Request >>
Output the rows as a numbered list, starting with the line that contains "[segment] illuminated cross" and continuing through the final line of the rows. Omit blank lines.

Data for processing >>

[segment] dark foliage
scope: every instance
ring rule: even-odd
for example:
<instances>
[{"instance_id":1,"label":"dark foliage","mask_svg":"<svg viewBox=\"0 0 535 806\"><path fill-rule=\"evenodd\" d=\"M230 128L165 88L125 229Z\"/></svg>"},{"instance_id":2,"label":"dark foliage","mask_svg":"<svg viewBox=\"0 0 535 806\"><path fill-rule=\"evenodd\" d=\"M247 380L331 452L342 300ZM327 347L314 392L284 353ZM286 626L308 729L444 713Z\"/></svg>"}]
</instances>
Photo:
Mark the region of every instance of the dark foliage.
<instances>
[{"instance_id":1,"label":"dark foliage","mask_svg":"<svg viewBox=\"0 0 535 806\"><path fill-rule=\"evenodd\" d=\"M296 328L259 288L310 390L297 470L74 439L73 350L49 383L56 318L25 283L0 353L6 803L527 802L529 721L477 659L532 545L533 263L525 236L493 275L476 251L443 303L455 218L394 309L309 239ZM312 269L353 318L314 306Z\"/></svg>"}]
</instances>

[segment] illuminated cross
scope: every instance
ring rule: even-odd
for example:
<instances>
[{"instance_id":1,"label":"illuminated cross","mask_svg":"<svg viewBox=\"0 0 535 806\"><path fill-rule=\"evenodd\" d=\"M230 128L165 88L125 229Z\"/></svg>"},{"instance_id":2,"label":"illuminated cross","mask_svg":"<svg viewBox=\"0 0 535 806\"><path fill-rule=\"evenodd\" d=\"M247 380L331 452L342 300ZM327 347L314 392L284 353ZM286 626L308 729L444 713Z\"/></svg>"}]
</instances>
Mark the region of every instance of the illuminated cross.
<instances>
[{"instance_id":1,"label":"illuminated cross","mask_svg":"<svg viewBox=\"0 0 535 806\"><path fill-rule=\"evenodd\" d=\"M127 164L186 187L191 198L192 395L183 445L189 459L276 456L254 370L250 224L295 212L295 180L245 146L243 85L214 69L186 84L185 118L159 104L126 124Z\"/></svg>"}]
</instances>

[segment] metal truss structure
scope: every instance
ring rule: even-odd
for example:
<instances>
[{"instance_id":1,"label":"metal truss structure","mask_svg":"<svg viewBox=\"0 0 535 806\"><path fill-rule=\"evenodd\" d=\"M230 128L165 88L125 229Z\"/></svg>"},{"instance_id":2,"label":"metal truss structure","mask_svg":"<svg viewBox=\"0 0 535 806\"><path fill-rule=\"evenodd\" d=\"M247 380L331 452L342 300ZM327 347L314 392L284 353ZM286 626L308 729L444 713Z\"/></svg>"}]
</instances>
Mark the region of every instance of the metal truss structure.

The result >>
1. [segment] illuminated cross
2. scope: every instance
3. ring rule: even-odd
4. for example:
5. <instances>
6. [{"instance_id":1,"label":"illuminated cross","mask_svg":"<svg viewBox=\"0 0 535 806\"><path fill-rule=\"evenodd\" d=\"M230 128L165 88L125 229Z\"/></svg>"},{"instance_id":2,"label":"illuminated cross","mask_svg":"<svg viewBox=\"0 0 535 806\"><path fill-rule=\"evenodd\" d=\"M247 380L331 452L342 300ZM327 347L314 392L284 353ZM286 626L308 729L444 713Z\"/></svg>"}]
7. </instances>
8. Mark the region of every instance of the illuminated cross.
9. <instances>
10. [{"instance_id":1,"label":"illuminated cross","mask_svg":"<svg viewBox=\"0 0 535 806\"><path fill-rule=\"evenodd\" d=\"M127 164L186 187L191 198L192 395L183 445L189 459L276 456L254 370L250 224L295 212L295 180L245 146L243 85L214 69L186 84L185 118L159 104L126 124Z\"/></svg>"}]
11. </instances>
12. [segment] metal truss structure
13. scope: every instance
14. ring rule: even-odd
15. for example:
16. <instances>
17. [{"instance_id":1,"label":"metal truss structure","mask_svg":"<svg viewBox=\"0 0 535 806\"><path fill-rule=\"evenodd\" d=\"M230 128L165 88L125 229Z\"/></svg>"},{"instance_id":2,"label":"metal truss structure","mask_svg":"<svg viewBox=\"0 0 535 806\"><path fill-rule=\"evenodd\" d=\"M247 380L331 452L342 300ZM327 347L314 392L284 353ZM286 626L308 729L444 713Z\"/></svg>"}]
18. </instances>
19. Mark the region of every instance of the metal truss structure.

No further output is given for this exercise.